(Records from a collection)
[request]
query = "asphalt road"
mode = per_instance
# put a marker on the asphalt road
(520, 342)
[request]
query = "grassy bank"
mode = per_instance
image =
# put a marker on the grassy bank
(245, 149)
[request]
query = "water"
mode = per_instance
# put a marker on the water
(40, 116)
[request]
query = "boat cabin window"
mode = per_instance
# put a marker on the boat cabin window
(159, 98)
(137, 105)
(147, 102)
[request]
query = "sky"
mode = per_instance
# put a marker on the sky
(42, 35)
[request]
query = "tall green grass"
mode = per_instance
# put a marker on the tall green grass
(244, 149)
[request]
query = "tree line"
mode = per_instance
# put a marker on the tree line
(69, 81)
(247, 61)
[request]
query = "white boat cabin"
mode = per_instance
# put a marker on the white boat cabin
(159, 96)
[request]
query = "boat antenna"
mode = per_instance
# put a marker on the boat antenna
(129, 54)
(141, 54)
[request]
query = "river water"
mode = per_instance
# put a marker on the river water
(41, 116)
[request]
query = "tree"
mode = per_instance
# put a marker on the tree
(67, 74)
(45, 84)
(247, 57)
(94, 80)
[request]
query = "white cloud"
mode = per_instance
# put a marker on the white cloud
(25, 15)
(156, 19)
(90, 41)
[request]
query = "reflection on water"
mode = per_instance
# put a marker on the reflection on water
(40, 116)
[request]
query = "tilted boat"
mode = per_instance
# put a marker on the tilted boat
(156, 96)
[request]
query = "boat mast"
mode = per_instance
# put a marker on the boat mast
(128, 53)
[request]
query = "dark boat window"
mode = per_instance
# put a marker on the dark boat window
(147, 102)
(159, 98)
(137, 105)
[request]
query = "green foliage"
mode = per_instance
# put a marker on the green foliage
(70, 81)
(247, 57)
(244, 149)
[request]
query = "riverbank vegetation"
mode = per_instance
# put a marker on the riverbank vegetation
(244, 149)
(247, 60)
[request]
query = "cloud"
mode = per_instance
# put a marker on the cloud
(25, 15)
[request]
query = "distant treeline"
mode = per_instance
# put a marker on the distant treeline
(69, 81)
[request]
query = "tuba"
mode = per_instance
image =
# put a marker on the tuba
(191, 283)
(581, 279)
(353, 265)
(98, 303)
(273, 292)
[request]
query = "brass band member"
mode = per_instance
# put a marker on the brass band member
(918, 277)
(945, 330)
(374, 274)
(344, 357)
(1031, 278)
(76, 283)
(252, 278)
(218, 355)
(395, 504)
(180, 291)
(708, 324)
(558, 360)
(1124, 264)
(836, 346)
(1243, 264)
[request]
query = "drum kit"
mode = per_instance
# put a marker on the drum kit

▶ [EXERCISE DESCRIPTION]: Show all lines from the entries that hold "drum".

▶ [OUTPUT FOR THIS TASK]:
query = "drum kit"
# put a marker on the drum kit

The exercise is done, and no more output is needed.